AIM OF THE TASK: Repeat the data exactly, with every line included.

[Dataset records]
* * *
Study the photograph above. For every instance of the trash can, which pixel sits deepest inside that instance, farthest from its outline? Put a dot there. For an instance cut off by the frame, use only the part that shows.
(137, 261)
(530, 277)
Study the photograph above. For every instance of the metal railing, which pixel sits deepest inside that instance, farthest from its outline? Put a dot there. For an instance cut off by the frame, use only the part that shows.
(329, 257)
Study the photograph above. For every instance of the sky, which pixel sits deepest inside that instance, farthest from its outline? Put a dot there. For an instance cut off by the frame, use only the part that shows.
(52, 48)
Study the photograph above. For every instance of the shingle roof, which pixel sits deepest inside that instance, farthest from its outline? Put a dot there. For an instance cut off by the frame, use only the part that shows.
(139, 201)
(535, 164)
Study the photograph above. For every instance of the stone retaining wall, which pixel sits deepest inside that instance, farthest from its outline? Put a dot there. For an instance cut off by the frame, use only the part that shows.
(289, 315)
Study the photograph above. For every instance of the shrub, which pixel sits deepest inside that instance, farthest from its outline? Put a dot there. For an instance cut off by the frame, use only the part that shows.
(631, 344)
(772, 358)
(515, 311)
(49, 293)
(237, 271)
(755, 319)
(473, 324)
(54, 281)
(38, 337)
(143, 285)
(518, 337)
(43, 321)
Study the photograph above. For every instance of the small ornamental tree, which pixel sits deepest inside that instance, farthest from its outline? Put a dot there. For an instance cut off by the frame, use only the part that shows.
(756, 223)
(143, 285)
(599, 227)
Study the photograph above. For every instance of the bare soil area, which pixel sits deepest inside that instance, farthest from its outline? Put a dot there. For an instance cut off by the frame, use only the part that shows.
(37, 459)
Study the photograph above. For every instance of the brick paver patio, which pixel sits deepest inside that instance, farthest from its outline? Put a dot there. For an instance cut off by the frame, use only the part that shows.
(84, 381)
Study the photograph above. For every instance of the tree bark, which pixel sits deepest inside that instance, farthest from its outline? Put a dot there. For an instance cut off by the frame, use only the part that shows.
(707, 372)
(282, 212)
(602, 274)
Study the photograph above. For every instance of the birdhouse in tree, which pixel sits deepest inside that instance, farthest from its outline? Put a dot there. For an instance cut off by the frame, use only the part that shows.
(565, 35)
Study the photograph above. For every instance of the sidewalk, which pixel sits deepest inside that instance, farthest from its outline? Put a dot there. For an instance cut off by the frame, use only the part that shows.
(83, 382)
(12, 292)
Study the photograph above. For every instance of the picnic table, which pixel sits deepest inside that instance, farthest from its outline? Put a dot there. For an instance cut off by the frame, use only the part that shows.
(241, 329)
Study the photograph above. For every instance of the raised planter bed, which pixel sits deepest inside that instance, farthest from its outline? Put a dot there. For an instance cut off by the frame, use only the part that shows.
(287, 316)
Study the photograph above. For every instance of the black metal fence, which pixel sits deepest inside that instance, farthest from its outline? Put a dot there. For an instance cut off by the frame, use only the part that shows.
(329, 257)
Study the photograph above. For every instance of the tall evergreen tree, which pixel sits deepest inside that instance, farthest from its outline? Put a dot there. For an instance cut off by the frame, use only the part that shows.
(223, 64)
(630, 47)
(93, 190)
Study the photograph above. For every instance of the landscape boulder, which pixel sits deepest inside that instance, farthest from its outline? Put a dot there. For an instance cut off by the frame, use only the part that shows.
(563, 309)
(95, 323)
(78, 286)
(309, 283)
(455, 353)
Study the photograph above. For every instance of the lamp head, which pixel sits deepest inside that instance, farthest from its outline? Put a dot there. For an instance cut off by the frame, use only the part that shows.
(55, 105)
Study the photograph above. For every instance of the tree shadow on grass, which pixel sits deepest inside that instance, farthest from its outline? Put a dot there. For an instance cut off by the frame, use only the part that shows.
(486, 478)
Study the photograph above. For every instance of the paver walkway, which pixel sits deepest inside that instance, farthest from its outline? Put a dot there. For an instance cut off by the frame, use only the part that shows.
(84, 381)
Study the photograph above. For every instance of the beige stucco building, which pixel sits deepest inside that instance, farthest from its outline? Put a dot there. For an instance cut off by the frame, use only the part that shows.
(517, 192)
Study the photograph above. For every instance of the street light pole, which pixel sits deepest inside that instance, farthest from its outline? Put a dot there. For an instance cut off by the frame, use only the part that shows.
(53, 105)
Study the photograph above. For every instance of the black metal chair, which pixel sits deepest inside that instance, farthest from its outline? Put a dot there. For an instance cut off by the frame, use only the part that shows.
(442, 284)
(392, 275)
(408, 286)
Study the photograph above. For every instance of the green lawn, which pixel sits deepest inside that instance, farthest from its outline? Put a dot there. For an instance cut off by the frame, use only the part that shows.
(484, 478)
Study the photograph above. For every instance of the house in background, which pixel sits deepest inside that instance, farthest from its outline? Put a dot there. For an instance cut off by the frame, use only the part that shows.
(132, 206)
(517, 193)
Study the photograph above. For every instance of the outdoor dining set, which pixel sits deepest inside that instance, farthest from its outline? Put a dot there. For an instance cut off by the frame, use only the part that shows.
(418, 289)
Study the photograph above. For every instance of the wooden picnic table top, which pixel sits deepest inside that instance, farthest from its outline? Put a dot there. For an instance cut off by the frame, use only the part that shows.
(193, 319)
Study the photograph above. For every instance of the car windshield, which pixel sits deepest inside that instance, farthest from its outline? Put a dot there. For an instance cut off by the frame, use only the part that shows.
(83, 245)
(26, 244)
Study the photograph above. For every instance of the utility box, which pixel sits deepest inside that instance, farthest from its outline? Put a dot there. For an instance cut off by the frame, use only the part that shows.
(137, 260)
* * *
EXERCISE OUTPUT:
Study the photograph above. For every instance of the trash can, which pixel sits deepest inside that instance, farthest from its outline? Put a dot there. For an instance cut off by the frame, use only the part that shows.
(137, 261)
(530, 277)
Study the photograph above. For every instance of the metal railing, which pixel sits deepest inside that instance, farthest from its outline? Put a dot there. For an instance cut off by the frame, use only the part that shows.
(329, 257)
Study the photograph above. For every instance of the sky, which pixel sits deepest inside that instance, farthest from its outline? Put a dot there. For an instance cut off by the frame, use only the part that shows.
(52, 48)
Study the photograph above. For every instance of the shingle roof, which pixel sits deepest inside that instance, farthest from its outline? Put a dot there. For an instance cut off by the frame, use only the part that shows.
(139, 201)
(535, 164)
Study the photograph above. For every instance of the stone retaining wall, which pixel sits deepest inside that instance, farthest from its outline? Put a dot there. For an instance cut off by the frame, use only the part that shows.
(289, 315)
Study the photograph above. For every instance of the shrub, which pixel sits deepest inside that instance, farthest from its outline? Put a dot there. For an instance cut off by the frame, use only the part that shows.
(631, 344)
(772, 358)
(515, 311)
(49, 293)
(237, 271)
(755, 319)
(473, 324)
(54, 281)
(38, 337)
(143, 285)
(518, 337)
(43, 321)
Study the photograph above. For every instance of the small ornamental tree, which pixel sits deepest inside that instance, farthest from its outline? Put a dot there. For an instance cut off by the frame, use only the part that shows.
(756, 223)
(143, 285)
(599, 227)
Study the photograph above. For every instance of the bare soil area, which pixel sits deepest inside that instance, farthest from its outline? Put a dot there. For an instance cut off by the frame, use only the part that shows.
(37, 459)
Study the photograph above. For every instance of the brick paver patio, which pixel sits deepest inside that instance, farthest from its outline? Put a dot there. For an instance cut off by the frame, use only the part that shows.
(84, 381)
Study the photograph above. For every instance of the tree bark, which pixel sits deepest inside that instance, farthest from its outline? Put a dot there. For an instance cut off by the frame, use only the part that shows.
(707, 372)
(282, 212)
(602, 274)
Study the photograph above. For every instance of the birdhouse in tree, which pixel sits deepest inside that instance, farthest from its outline? Put a dot there. For an instance cut off by the frame, use only the part that shows.
(565, 35)
Study the photograph above. For every instance of the sidewalk, which pixel sits deepest inside that instance, farthest from its outline? Put a dot there. For an instance cut off by the frame, use only the part that shows.
(83, 382)
(12, 292)
Study the photograph above. For every instance of the picnic table, which pixel sits deepest inside that instance, farthest from its outline? Put a dot there. For an instance cut off by the frame, use only the part that shows.
(241, 329)
Study the photograph above. For every instance of the raised planter bed, which pixel sits deepest inside that instance, farthest from its outline? Put a dot there. For an instance cut off by the frame, use only the part that shows.
(287, 316)
Study the photograph above. For every instance of the black metal fence, which pixel sits deepest inside that instance, farthest from its outline? Put a dot there. For an instance cut off by the frame, use only the part that shows.
(329, 257)
Study the photograph above. For every instance of the tall evergreen tree, which pixel sits deepest inside that instance, farthest from its outline? Put a dot there. For an instance cut off by the frame, use only the part that shows.
(223, 64)
(630, 47)
(93, 190)
Study the photograph above. For every instance of the landscape boulder, which pixel sits deepest inside that instance, farthest from its outline? Put a dot there. For an instance cut off by the frame, use only the part that shows.
(563, 309)
(95, 323)
(78, 286)
(309, 283)
(455, 353)
Study the photograph above. For every instance of the lamp head, which pixel sits deepest inside that instance, farthest from its outline? Put a dot there. For an instance cut off by the frame, use only the part that shows.
(55, 105)
Study the photograph above. For every instance of the tree shadow on grass, which pixel sits deepest inside that instance, farthest from its outline? Put a dot there. For an instance cut off by the frame, use only the part that shows.
(486, 478)
Study the photograph above. For every instance of the paver walkway, which pixel sits deepest inside that instance, farthest from its outline? Put a dot there. For an instance cut off by the frame, use only the part that shows.
(84, 381)
Study the photograph above. For every instance of the beige stucco building, which pixel sits deepest inside that instance, farthest from its outline? Put a dot there. For an instance cut off by the frame, use only the part that shows.
(517, 192)
Study the photograph above. For every instance of the street light pole, which pixel sits deepest inside that instance, farthest from its outline? Put a dot there. For an instance cut off by the frame, use only the part that shows.
(53, 105)
Study the photograph above. For every instance of the black metal chair, which pixel sits deepest inside that instance, farthest from its outline? Put a dot there. For an instance cut off by the frame, use only the part that shows.
(442, 284)
(392, 275)
(408, 286)
Study the photograph above. For every instance of the green lawn, which pixel sits deepest inside that instance, farthest from its outline? Put a dot there. For an instance cut off by the frame, use only the part that shows.
(484, 478)
Study the photograph above. For every instance of the house in background, which pixel sits deepest inside that instance, farthest from its outline? Put a dot there. For an instance cut off by the frame, use only the part that shows.
(132, 206)
(517, 193)
Study the photograph above. For every instance of the outdoor dining set, which pixel sits deepest inside that instance, farthest from its outline? Put a dot there. For an instance cut off by the frame, use only the part that shows.
(418, 289)
Study the photograph above. For every instance of the wooden picnic table top, which pixel sits deepest inside that instance, farthest from its outline? Put a dot there. For an instance cut off by the frame, use only the part that shows.
(193, 319)
Study the photograph above. For every instance of the car windshield, which pixel sits deepest inside that instance, farthest from its outline? Put a dot there. For an instance cut off by the frame, use only the part that shows.
(83, 245)
(26, 244)
Study the photograph above. For every instance of the utility box, which pixel sits deepest inside that instance, farthest from its outline? Put a dot there. For an instance cut off by the frame, use only the part that shows.
(137, 260)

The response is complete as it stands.